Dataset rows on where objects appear
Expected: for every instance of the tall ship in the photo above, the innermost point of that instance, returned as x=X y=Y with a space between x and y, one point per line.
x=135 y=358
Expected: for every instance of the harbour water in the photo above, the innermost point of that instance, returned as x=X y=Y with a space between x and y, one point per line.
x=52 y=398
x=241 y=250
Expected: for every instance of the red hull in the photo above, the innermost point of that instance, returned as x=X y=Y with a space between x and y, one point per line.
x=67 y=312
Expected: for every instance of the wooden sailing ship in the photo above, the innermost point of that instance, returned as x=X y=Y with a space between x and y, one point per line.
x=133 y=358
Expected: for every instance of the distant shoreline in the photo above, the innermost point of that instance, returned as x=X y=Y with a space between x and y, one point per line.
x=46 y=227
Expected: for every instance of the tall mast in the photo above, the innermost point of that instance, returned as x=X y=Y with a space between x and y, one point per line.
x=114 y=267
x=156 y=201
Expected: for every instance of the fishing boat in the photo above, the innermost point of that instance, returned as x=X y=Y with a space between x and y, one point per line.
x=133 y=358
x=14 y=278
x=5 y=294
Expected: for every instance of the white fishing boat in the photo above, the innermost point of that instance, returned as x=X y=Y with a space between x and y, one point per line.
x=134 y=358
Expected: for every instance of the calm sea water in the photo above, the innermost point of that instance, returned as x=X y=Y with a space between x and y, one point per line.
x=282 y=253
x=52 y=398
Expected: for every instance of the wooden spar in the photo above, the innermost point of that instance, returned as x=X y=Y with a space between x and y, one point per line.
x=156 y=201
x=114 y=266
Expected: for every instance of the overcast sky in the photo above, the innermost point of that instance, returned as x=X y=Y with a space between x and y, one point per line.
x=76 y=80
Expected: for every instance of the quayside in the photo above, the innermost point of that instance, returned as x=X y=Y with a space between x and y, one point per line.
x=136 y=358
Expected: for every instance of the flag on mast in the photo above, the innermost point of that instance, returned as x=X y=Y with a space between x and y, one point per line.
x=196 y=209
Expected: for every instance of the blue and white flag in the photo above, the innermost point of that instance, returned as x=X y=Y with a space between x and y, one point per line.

* **Written request**
Please write out all of the data above again, replacing "innermost point" with "central point" everywhere and changing nothing else.

* **Solution to the exercise**
Expected: for every instance of the tall ship in the photo above, the central point of that instance, returned as x=X y=Y with a space between x and y, one point per line.
x=135 y=358
Expected: for every instance of the harbour water in the photo above, the central point of that instance, returned as x=X y=Y with a space between x and y, one point per line.
x=52 y=398
x=241 y=250
Expected: for every instance of the red hull in the photo above, the central point of that instance, returned as x=X y=Y with a space between x and y, one point per line.
x=67 y=312
Expected: for every instance of the wooden sailing ship in the photo above, the central point of that instance, returned as x=X y=Y with a space between x and y, one point per line.
x=133 y=358
Expected: for every instance of the distant shoreline in the photo above, the central point of that instance, returned as x=X y=Y with a space between x and y, one point per line.
x=46 y=227
Expected: for every instance of the tall mast in the photo above, the central point of that instance, returned as x=X y=Y with a space between x and y, one point per line.
x=114 y=267
x=156 y=201
Expected: for every instance of the fishing boat in the photo above, the central point of that instance, returned as x=X y=Y with a space between x and y, one point per line.
x=133 y=358
x=14 y=278
x=5 y=294
Expected: for every instance of the white fishing boat in the photo above, the central point of that instance, returned as x=X y=Y with a space between x and y, one point per line.
x=134 y=358
Expected: for every instance of the calm sea water in the photo above, the central point of that instance, returned as x=X y=Y with a space between x and y, one point per line.
x=282 y=253
x=52 y=398
Expected: for every instance of the wooden spar in the photo above, the central point of that instance, returned as x=X y=Y with a space between x and y, one point per line.
x=156 y=201
x=114 y=266
Expected: for every instance of the overcast sky in the photo above, the central point of that instance, returned as x=X y=Y with a space between x and y, one point per line.
x=76 y=80
Expected: for every instance of the quayside in the photo above, the central point of that instance, returned as x=X y=Y with a space between x and y, one point per line.
x=136 y=358
Expected: for every instance of the flag on mast in the photo above, the central point of that instance, returned as x=X y=Y with a space between x and y, one point per line.
x=196 y=209
Expected: for every instance of the blue and white flag in the photo above, the central point of that instance, returned as x=X y=Y with a space between x and y, one point per line.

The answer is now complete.